- _SET TASK 1_
According to the provided text, what are the largest capital expenditures in a print business other than buildings?

- _PROVIDED TEXT_
The fight for attention.

Running a print business is a constant battle for your attention as a manager or owner. Every day you can simply show up for work and drown in all the issues fighting for your attention. Added to this daily grind is the overwhelming reality of how much the world around the print industry is changing and hence expecting your business to evolve (quickly and constantly).

All of this contributes to the fact that most printers have never really stepped back from their print business and assessed an overall strategic plan as it pertains to software. Printers have done this kind of planning with production when it comes to new production and finishing equipment. This is to be expected; other than buildings, the presses represent the most significant capital expenditures in a print business.

Software planning? Why?

But printers should think about their overall investment, strategy, and plan for the software running in their business. More and more, software is taking on a larger role in all businesses, print is no exception. The level of integration between software solutions in every print business is getting tighter, more “tightly-coupled,” and hence delivering more potential efficiencies.

- _EXERCISE MATERIALS_
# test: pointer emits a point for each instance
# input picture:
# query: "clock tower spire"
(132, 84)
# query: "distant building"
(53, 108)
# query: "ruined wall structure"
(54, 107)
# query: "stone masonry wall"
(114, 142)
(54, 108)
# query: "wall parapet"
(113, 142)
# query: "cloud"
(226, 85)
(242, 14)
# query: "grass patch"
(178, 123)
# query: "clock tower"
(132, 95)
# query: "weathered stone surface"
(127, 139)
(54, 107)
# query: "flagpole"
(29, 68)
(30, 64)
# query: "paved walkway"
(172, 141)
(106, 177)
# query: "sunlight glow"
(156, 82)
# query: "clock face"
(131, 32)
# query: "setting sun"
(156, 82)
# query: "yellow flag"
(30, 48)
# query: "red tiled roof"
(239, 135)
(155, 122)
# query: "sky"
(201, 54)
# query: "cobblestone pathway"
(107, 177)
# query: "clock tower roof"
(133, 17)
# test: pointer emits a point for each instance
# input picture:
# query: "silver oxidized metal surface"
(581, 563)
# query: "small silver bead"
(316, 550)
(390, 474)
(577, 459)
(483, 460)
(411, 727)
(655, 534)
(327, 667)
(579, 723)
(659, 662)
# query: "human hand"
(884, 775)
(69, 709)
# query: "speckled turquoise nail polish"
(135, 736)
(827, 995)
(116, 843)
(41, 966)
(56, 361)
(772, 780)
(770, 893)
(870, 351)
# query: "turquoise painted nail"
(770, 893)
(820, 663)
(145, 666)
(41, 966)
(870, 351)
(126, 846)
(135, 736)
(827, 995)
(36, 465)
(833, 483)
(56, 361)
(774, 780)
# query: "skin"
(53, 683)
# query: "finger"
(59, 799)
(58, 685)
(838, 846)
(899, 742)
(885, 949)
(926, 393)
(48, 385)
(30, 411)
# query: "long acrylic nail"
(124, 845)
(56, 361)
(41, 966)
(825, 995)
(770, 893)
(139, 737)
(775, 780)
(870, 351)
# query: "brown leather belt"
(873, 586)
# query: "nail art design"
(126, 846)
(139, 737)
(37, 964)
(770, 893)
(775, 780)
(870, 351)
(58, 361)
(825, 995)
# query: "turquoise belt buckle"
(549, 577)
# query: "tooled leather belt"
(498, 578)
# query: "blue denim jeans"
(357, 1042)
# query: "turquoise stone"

- _SET TASK 2_
Show every line of the records above that contains the word "leather".

- _TASK OUTPUT 1_
The presses.

- _TASK OUTPUT 2_
# query: "brown leather belt"
# query: "tooled leather belt"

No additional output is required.